Set task A:
According to the Black Heritage Trail text, what did the 2000 ceremony at the Liberty Theater accomplish, and how is the person it honored described?
Set task B:
Quote the Black Heritage Trail text from "The trail received" up to and including "History of Columbus.".

Extract to read:
┌──

= Black Heritage Trail (Columbus, Georgia) =

The Black Heritage Trail is a National Recreation Trail located in Columbus, Georgia.
The trail received National Recreation Trail Designation from the Secretary of the Interior during a 2000 ceremony at the historic Liberty Theater. The ceremony paid tribute to Ms. Judith Grant, a Black Heritage Trail organizer and local historian.
It is an urban trail connecting 30 African American Heritage Points of interest. The Trail features many contributions and significant events in African American History of Columbus.

└──

Dataset extracts labeled with boxes:
┌──

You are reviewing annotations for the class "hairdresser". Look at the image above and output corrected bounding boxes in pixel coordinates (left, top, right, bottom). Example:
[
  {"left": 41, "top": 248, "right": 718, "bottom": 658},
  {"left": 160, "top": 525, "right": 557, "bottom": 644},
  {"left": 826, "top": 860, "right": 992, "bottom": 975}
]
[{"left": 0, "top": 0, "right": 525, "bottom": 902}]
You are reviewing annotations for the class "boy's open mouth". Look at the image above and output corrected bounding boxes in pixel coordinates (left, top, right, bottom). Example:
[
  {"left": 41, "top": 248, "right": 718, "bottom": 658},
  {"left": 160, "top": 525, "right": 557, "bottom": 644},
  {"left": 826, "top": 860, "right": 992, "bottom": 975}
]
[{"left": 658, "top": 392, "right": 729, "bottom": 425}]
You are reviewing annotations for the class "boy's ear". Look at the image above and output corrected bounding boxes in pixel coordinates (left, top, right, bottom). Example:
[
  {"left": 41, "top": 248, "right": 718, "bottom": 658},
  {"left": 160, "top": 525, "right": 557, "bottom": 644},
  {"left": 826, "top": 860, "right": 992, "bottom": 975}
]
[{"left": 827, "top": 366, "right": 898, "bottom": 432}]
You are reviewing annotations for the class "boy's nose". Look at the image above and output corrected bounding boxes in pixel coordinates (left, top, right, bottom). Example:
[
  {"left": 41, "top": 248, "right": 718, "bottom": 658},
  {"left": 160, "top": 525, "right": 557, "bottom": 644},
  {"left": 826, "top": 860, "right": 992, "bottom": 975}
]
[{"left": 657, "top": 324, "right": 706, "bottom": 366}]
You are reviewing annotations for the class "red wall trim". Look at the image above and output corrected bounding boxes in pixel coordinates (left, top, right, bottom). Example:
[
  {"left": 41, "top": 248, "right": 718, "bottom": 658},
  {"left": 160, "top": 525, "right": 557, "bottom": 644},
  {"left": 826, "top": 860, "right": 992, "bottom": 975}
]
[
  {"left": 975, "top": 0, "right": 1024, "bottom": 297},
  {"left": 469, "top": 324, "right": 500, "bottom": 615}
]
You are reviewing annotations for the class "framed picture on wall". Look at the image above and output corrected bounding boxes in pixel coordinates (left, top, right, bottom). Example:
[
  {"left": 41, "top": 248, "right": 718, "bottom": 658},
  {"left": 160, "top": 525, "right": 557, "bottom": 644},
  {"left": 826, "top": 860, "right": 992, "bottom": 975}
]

└──

Expected answer A:
At that ceremony, the Secretary of the Interior gave the trail its National Recreation Trail Designation. The ceremony also paid tribute to Ms. Judith Grant, described as a Black Heritage Trail organizer and local historian.

Expected answer B:
The trail received National Recreation Trail Designation from the Secretary of the Interior during a 2000 ceremony at the historic Liberty Theater. The ceremony paid tribute to Ms. Judith Grant, a Black Heritage Trail organizer and local historian.
It is an urban trail connecting 30 African American Heritage Points of interest. The Trail features many contributions and significant events in African American History of Columbus.